Problems and tasks:
#1 Answer these questions using the Times Square Ball text:
(a) How far does the Ball descend on New Year's Eve?
(b) In what year was the first time ball installed in England?
(c) How much did the Ball weigh after it was replaced in 1955?
#2 Write out the Times Square Ball text from "Every year thousands" up to and including "m) in diameter.", swapping "chronometers" for "clocks".

Reading text:
Wikipedia: Times Square Ball
Each year on New Year’s Eve celebration in Times Square in Manhattan, New York City, a Ball made of crystal and electric lights is raised to the top of a pole on the One Times Square building and then lowered to mark the coming of the New Year. It is an event that is watched by people around the world on television. The Ball descends 77 feet (23 meters) over the course of a minute, coming to a rest at the bottom of its pole at 12:00am. The electronic screen below the Ball counts down to midnight as well.
Every year thousands of people gather in Times Square to watch the Ball drop, and millions watch the event on television.
History
See also: Time ball
The descent of a time ball each New Year’s Eve is a ritual derived from a common visual synchronization procedure once used primarily for navigation and astronomy. This practice evolved long before the age of electronic communications, but after mechanical timekeeping had reached a high degree of accuracy. In 1829 the first time ball was installed in England for visually synchronizing the chronometers used in navigation.
1907 – The New Year’s Eve Ball first descended from a flagpole at One Times Square, constructed with iron and wood materials with 100 25-watt bulbs weighing 700 pounds (318 kg) and measuring 5 feet (1.5 m) in diameter.
1920 – The Ball was replaced with an iron material Ball and weighing less than the original, only 400 pounds (181 kg).
1942 – 1943 – Due to World War II, the descending of the Ball was suspended.
1955 – The Ball gets replaced with a lighter Ball weighing 150 pounds (68 kg).
1981 – 1988 – Due to I Love New York campaign, there are red light bulbs and green stem in a design of an apple.
1989 – The traditional white bulbs again get put on the Ball.
1995 – The Ball gets computerized, aluminium coated, rhinestoned, and has strobe light system.
1999 – The aluminium Ball gets replaced.

Coordinate labeling data:
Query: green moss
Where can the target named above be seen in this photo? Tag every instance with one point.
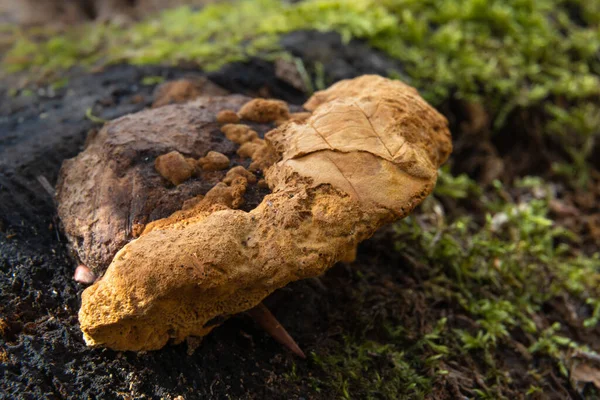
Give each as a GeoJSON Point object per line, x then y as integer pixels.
{"type": "Point", "coordinates": [498, 272]}
{"type": "Point", "coordinates": [506, 54]}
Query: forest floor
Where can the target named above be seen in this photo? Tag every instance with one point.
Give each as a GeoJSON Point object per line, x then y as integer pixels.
{"type": "Point", "coordinates": [489, 290]}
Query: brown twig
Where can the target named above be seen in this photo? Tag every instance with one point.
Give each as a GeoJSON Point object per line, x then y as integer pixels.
{"type": "Point", "coordinates": [266, 320]}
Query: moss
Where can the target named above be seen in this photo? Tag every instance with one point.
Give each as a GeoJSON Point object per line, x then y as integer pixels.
{"type": "Point", "coordinates": [505, 54]}
{"type": "Point", "coordinates": [500, 270]}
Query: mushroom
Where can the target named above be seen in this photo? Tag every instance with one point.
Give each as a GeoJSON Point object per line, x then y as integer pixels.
{"type": "Point", "coordinates": [368, 155]}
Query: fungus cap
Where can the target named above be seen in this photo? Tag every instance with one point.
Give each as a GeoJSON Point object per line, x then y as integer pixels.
{"type": "Point", "coordinates": [366, 156]}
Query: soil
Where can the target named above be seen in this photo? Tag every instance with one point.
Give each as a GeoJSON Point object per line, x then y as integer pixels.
{"type": "Point", "coordinates": [42, 352]}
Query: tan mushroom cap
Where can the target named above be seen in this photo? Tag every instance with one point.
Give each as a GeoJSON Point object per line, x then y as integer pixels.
{"type": "Point", "coordinates": [367, 156]}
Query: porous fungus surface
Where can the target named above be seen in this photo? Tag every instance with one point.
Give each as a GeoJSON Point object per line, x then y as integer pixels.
{"type": "Point", "coordinates": [366, 156]}
{"type": "Point", "coordinates": [109, 192]}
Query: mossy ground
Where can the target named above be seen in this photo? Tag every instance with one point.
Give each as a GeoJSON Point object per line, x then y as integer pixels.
{"type": "Point", "coordinates": [491, 288]}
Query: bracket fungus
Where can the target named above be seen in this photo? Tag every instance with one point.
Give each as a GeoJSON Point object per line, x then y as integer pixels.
{"type": "Point", "coordinates": [366, 156]}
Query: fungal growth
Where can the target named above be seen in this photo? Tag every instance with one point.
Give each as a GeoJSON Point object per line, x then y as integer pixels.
{"type": "Point", "coordinates": [366, 155]}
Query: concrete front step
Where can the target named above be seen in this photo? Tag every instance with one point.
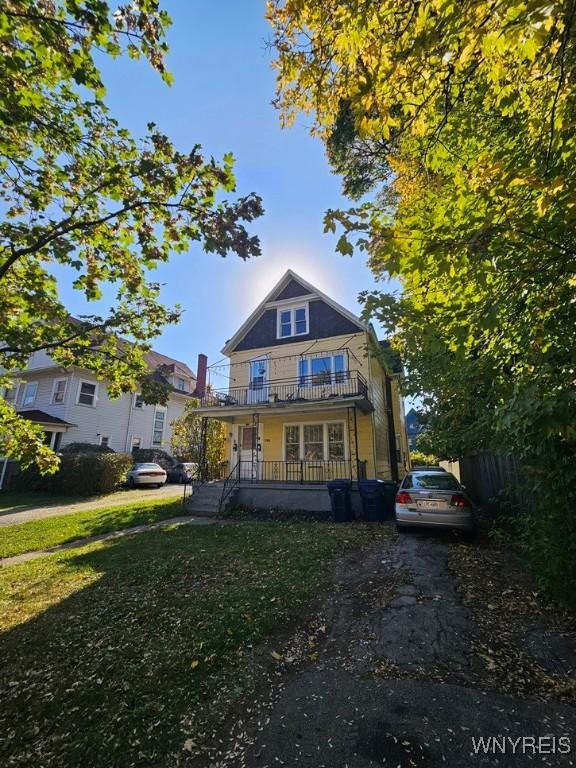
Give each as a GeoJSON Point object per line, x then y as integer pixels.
{"type": "Point", "coordinates": [205, 499]}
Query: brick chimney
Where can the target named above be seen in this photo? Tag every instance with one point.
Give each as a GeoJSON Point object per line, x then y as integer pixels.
{"type": "Point", "coordinates": [201, 375]}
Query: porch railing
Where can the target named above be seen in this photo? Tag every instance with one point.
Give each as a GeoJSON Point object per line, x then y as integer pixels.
{"type": "Point", "coordinates": [303, 389]}
{"type": "Point", "coordinates": [319, 472]}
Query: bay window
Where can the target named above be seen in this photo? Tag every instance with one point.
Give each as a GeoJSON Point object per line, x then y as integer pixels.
{"type": "Point", "coordinates": [314, 442]}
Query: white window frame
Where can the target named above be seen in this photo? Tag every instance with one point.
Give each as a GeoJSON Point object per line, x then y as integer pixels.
{"type": "Point", "coordinates": [95, 400]}
{"type": "Point", "coordinates": [54, 389]}
{"type": "Point", "coordinates": [33, 400]}
{"type": "Point", "coordinates": [325, 444]}
{"type": "Point", "coordinates": [292, 309]}
{"type": "Point", "coordinates": [161, 443]}
{"type": "Point", "coordinates": [135, 405]}
{"type": "Point", "coordinates": [15, 389]}
{"type": "Point", "coordinates": [319, 355]}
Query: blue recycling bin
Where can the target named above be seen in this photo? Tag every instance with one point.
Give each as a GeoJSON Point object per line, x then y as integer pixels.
{"type": "Point", "coordinates": [340, 500]}
{"type": "Point", "coordinates": [378, 498]}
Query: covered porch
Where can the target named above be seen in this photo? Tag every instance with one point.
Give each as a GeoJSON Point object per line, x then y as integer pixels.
{"type": "Point", "coordinates": [297, 445]}
{"type": "Point", "coordinates": [52, 426]}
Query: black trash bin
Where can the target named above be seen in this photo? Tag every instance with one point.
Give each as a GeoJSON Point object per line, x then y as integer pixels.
{"type": "Point", "coordinates": [378, 498]}
{"type": "Point", "coordinates": [340, 500]}
{"type": "Point", "coordinates": [389, 491]}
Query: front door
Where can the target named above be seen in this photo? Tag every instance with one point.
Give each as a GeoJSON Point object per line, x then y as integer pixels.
{"type": "Point", "coordinates": [249, 454]}
{"type": "Point", "coordinates": [258, 386]}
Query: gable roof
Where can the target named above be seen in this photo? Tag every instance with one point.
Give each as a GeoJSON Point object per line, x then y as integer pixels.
{"type": "Point", "coordinates": [155, 360]}
{"type": "Point", "coordinates": [290, 287]}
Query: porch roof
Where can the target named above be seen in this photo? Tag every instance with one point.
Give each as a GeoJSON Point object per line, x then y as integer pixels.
{"type": "Point", "coordinates": [229, 413]}
{"type": "Point", "coordinates": [45, 419]}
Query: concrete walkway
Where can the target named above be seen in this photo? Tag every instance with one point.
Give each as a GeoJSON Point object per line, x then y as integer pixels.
{"type": "Point", "coordinates": [170, 492]}
{"type": "Point", "coordinates": [16, 559]}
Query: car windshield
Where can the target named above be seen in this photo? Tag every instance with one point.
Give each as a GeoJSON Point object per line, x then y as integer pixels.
{"type": "Point", "coordinates": [436, 481]}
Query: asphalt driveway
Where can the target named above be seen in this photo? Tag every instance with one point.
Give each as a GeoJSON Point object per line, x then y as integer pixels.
{"type": "Point", "coordinates": [110, 500]}
{"type": "Point", "coordinates": [427, 648]}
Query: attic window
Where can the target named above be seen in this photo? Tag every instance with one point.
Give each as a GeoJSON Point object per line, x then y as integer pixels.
{"type": "Point", "coordinates": [292, 322]}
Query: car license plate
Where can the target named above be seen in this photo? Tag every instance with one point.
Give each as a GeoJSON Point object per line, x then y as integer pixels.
{"type": "Point", "coordinates": [430, 504]}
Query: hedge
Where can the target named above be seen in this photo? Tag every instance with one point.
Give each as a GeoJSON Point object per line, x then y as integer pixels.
{"type": "Point", "coordinates": [82, 474]}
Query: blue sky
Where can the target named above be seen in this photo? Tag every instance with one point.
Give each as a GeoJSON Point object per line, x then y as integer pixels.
{"type": "Point", "coordinates": [221, 98]}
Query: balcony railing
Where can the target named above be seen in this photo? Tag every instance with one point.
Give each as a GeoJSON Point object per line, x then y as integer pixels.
{"type": "Point", "coordinates": [301, 390]}
{"type": "Point", "coordinates": [299, 471]}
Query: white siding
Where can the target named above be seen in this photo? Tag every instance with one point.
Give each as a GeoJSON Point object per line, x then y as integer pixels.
{"type": "Point", "coordinates": [116, 419]}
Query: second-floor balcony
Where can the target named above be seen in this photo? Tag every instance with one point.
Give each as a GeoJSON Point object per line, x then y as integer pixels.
{"type": "Point", "coordinates": [346, 387]}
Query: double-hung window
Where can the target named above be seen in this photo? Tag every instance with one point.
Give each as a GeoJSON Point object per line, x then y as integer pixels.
{"type": "Point", "coordinates": [30, 391]}
{"type": "Point", "coordinates": [59, 391]}
{"type": "Point", "coordinates": [314, 442]}
{"type": "Point", "coordinates": [87, 393]}
{"type": "Point", "coordinates": [292, 322]}
{"type": "Point", "coordinates": [325, 369]}
{"type": "Point", "coordinates": [158, 432]}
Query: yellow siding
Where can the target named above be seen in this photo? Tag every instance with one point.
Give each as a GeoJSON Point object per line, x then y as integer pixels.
{"type": "Point", "coordinates": [272, 431]}
{"type": "Point", "coordinates": [380, 419]}
{"type": "Point", "coordinates": [372, 429]}
{"type": "Point", "coordinates": [284, 359]}
{"type": "Point", "coordinates": [400, 427]}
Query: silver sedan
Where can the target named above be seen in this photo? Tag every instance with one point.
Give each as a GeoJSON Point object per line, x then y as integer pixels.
{"type": "Point", "coordinates": [434, 498]}
{"type": "Point", "coordinates": [146, 474]}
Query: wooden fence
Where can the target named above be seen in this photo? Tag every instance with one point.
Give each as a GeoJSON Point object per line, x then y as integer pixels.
{"type": "Point", "coordinates": [488, 477]}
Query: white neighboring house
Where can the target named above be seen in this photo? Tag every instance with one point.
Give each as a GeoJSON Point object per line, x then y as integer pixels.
{"type": "Point", "coordinates": [71, 405]}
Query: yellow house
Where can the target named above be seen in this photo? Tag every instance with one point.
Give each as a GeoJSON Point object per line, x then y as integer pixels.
{"type": "Point", "coordinates": [309, 398]}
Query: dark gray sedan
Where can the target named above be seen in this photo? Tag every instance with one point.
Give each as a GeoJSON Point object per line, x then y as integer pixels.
{"type": "Point", "coordinates": [433, 497]}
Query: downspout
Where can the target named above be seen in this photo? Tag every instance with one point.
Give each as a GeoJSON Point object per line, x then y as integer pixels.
{"type": "Point", "coordinates": [391, 431]}
{"type": "Point", "coordinates": [130, 409]}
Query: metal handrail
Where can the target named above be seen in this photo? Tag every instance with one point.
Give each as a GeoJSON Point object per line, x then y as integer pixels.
{"type": "Point", "coordinates": [229, 484]}
{"type": "Point", "coordinates": [311, 387]}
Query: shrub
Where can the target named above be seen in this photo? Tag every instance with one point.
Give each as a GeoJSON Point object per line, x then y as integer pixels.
{"type": "Point", "coordinates": [87, 474]}
{"type": "Point", "coordinates": [421, 459]}
{"type": "Point", "coordinates": [86, 448]}
{"type": "Point", "coordinates": [81, 474]}
{"type": "Point", "coordinates": [156, 455]}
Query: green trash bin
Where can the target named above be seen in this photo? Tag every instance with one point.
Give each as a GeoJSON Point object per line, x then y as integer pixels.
{"type": "Point", "coordinates": [378, 499]}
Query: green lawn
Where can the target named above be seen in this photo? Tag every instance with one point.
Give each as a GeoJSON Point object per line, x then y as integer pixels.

Per-task outputs:
#1
(a) 77 feet (23 meters)
(b) 1829
(c) 150 pounds (68 kg)

#2
Every year thousands of people gather in Times Square to watch the Ball drop, and millions watch the event on television.
History
See also: Time ball
The descent of a time ball each New Year’s Eve is a ritual derived from a common visual synchronization procedure once used primarily for navigation and astronomy. This practice evolved long before the age of electronic communications, but after mechanical timekeeping had reached a high degree of accuracy. In 1829 the first time ball was installed in England for visually synchronizing the clocks used in navigation.
1907 – The New Year’s Eve Ball first descended from a flagpole at One Times Square, constructed with iron and wood materials with 100 25-watt bulbs weighing 700 pounds (318 kg) and measuring 5 feet (1.5 m) in diameter.